» **Page extract**:
begin
The action is \cite{sparticle}
\bea
I_P &=& m \int d\tau \left[ g^{-1} \dot{z}^M {{\calE}_M}^\pp  \dot{z}^N
{{\calE}_N}^\mm  +
 \dot{z}^M {{\calE}_M}^A \G_A + \frac{g}{4}  \right]
\eea
where  $\G$ is a general gauge
superfield for the Wess-Zumino type term, and $g$ is the einbein on the
worldline of the superparticle. With
 $\widehat{\Del}_A = \Del_A + \G_A$, including now the gauge field,  we have
\beq
[\widehat{\Del}_A, \widehat{\Del}_B\} = {T_{AB}}^C \widehat{\Del}_C + R_{AB} M
+ F_{AB}
\eeq
which defines the torsions, curvatures and gauge field strengths, respectively,
where $\di_{[M} {{\calE}_{N)}}^A = {T_{NM}}^A + {\o_{[MN)}}^A$, and
$F_{AB} = \Del_{[A} \G_{B)} - {T_{AB}}^C \G_C$,
with $\{\G_A, \G_B ] = 0$. The constraints on $\G$ are
\bea
\G_\pp = - i \Del_+ \G_+  &,& \G_\mm = - i \Del_- \G_- \non \\
F_{+-}=F_{-+} &=& \Del_+ \G_- +\Del_- \G_+ = i  \label{Gammacons}
\eea
and all other $F$'s are zero,
consistent with the Bianchi identities \cite{jim}.
The action is $\k$-invariant
 under transformations of the coordinates in curved superspace provided
 that the supergravity constraints and those on $\G$ are satisfied.

  The action for the superparticle in superconformal gauge is
\beq
I_P =  m \int d^4z \int d\tau \left[ g^{-1} \dot{{z_0}}^M {{\calE}_M}^\pp
\dot{{z_0}}^N {{\calE}_N}^\mm
  + \dot{{z_0}}^M  {{\calE}_M}^A \G_A + \frac{g}{4} \right] \d (z -
{z_0}(\tau))
\eeq
where $z = (x, \th)$ are the coordinates of the superspace, and ${z_0}(\tau) =
( {x_0}(\tau),
{\th_0}(\tau))$ are the coordinates of the superparticle.
Defining $\{\widehat{\Del}_+, \widehat{\Del}_+\} \equiv 2i
\widehat{\Del}_
\pp$, and similarly
for $\mm$,  we find the constraints on $\G$ in conformal gauge to be
\bea
\G_\pp &=& - ie^S[D_+ \G_+ + (D_+S)\G_+]  \non \\
\G_\mm &=& - ie^S[D_- \G_- + (D_-S)\G_-] \label{vecGamcons} \\
0 &=& D_+(e^{-S}\G_-) + D_-(e^{-S}\G_+) - i e^{-2S}
\eea
Substituting for $\calE$ and $\G$ we obtain
\bea
I_P &=&  m \int d^4z \int d\tau \left\{ g^{-1} e^{-4S}(\dot{{x_0}}^\pp + i
{\th_0}^+ \dot{{\th_0}}^+)
end
» **Information provided**:
begin
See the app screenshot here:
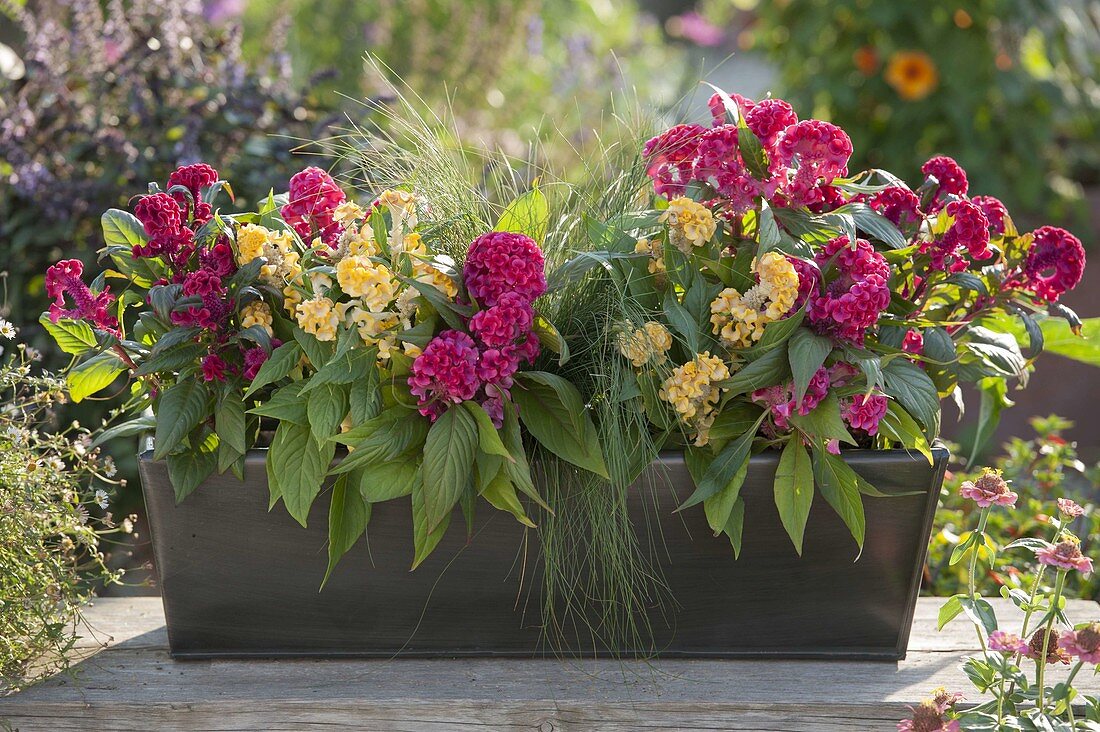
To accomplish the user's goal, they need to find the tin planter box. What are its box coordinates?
[140,448,947,659]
end
» **Required tasks**:
A. The superparticle text names the quantities that the commutator equation defines. List them.
B. Reproduce everything in the superparticle text from "The action for" down to "coordinates of the superparticle.".
The lines have no connection to the superparticle text.

» **Answers to the exercises**:
A. torsions, curvatures, gauge field strengths

B.
The action for the superparticle in superconformal gauge is
\beq
I_P =  m \int d^4z \int d\tau \left[ g^{-1} \dot{{z_0}}^M {{\calE}_M}^\pp
\dot{{z_0}}^N {{\calE}_N}^\mm
  + \dot{{z_0}}^M  {{\calE}_M}^A \G_A + \frac{g}{4} \right] \d (z -
{z_0}(\tau))
\eeq
where $z = (x, \th)$ are the coordinates of the superspace, and ${z_0}(\tau) =
( {x_0}(\tau),
{\th_0}(\tau))$ are the coordinates of the superparticle.